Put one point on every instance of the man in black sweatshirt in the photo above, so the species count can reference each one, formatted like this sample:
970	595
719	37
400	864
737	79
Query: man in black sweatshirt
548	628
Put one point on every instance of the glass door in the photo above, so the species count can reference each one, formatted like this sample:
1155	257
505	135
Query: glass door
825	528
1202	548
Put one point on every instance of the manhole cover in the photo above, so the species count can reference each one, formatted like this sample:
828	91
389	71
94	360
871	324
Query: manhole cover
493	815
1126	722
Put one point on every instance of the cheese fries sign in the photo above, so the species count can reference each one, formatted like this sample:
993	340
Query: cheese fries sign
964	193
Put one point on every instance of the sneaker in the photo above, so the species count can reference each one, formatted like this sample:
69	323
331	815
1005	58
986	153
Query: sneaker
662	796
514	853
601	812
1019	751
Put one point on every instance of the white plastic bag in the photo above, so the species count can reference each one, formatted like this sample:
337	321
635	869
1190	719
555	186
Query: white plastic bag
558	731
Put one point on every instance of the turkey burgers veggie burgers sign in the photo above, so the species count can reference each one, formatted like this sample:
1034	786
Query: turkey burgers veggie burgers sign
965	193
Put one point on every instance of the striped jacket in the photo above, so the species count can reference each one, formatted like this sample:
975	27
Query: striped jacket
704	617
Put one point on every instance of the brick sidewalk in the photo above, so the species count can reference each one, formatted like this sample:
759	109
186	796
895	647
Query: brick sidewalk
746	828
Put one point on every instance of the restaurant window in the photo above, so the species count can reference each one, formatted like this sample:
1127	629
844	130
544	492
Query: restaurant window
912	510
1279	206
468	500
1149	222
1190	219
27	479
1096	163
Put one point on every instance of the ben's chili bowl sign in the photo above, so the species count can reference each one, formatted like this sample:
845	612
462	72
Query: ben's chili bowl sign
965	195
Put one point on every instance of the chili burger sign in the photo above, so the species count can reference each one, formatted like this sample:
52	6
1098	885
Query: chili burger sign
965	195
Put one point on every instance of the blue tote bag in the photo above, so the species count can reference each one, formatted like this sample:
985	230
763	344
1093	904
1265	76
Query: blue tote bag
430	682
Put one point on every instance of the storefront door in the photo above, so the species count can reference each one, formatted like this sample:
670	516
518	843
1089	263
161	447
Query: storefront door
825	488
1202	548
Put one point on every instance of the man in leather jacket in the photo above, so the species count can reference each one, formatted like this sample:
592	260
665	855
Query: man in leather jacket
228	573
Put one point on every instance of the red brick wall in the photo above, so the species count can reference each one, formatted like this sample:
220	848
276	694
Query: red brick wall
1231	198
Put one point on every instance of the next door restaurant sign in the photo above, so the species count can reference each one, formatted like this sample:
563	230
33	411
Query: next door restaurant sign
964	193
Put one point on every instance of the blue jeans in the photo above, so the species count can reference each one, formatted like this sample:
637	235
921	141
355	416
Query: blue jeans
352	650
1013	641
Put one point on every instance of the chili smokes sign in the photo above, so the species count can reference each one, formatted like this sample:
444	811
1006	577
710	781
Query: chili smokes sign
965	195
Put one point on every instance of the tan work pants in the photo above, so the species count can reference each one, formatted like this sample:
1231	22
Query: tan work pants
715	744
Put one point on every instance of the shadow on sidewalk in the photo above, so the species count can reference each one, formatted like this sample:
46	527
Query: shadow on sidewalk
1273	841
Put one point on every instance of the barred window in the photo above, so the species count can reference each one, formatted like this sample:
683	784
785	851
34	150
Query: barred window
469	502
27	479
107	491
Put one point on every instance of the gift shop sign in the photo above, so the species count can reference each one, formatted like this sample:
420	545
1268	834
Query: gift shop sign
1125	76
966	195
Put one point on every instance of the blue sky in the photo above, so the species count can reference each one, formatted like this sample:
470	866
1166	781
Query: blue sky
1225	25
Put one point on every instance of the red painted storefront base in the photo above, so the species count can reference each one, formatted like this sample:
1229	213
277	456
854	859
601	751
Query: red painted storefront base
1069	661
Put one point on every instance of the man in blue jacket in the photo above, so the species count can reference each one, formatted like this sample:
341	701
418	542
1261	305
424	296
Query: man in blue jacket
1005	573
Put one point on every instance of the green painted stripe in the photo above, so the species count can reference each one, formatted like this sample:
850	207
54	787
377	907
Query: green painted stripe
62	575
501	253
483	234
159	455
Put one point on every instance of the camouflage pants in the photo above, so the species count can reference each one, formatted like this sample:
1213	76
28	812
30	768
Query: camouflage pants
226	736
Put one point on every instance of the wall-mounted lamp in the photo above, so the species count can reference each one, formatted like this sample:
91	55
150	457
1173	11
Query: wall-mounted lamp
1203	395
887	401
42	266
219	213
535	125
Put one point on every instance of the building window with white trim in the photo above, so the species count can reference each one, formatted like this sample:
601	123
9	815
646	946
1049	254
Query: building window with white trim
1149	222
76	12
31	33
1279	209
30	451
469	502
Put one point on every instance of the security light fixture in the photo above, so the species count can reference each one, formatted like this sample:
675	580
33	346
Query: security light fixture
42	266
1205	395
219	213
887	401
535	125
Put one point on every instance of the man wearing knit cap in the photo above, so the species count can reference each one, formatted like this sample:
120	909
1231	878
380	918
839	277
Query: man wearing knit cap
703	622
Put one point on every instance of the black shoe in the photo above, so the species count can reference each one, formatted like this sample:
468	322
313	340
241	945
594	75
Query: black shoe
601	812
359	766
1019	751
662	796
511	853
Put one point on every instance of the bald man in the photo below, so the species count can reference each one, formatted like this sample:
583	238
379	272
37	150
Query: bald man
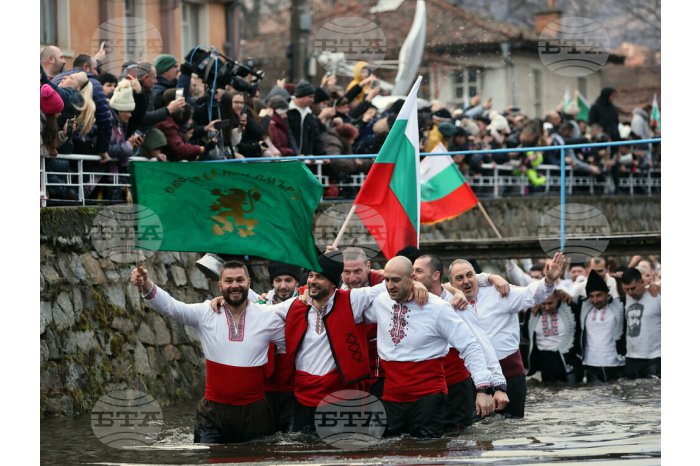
52	60
411	341
498	317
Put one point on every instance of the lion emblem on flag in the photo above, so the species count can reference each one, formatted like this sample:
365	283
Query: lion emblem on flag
233	204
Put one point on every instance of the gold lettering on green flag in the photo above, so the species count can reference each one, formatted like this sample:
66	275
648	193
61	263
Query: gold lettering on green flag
257	209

★ ★ ★ ★ ★ ★ ★

[Given request] Reproduce exactly, without any picture, the lines from the one bearing "Put one point on every instance of the camouflage" to the last line of the records above.

[Solved problem]
Put one point on every instance of the camouflage pants in the photo above, so the species count can reference each one, formatted like this sample:
1213	76
28	812
30	768
Query: camouflage pants
226	736
Put one point on every instance of the wall-mounted lamp in the photo above, so the species count can reference each one, formatted like this sample:
91	55
150	457
1173	11
Query: wall-mounted lamp
1203	395
887	401
42	266
219	213
535	125
Put one point on every instance of the building window with white trim in the photo above, so the species count can reference each one, formatted like this sample:
601	123
9	815
646	946
1049	254
Query: building window with white trim
1149	222
76	12
31	33
1279	209
30	451
469	502
Put one point on every instance of the security light fixture in the photo above, so the species count can reference each one, formatted like this sample:
675	580
33	346
Query: security light fixture
42	266
1205	395
219	213
887	401
535	125
Put one point on every instance of the man wearing knit cap in the photo above, so the species count can reference each one, formatted like this sample:
120	909
1231	878
380	918
839	277
Query: man wearing knit cap
703	622
Put one point on every instance of the black shoe in the photo above, so the species count can reference each one, formatted like this sample:
468	322
313	340
241	945
594	75
Query: black shoe
601	812
359	766
1019	751
662	796
511	853
Put one point on every instance of the bald man in the photo below, so the species count can reference each one, formatted like this sample:
583	238
379	272
37	150
Query: bald man
52	60
411	341
498	317
Put one point on every instance of the lion emblem on flag in the photo above, so the species count can reference each one, formatted like this sample:
365	283
Query: lion emblem on flag
233	204
Put one point on every instance of the gold lettering on green flag in the photo above, so the species count can reference each one, formatted like this sample:
66	275
648	193
61	263
Query: gold lettering on green flag
257	209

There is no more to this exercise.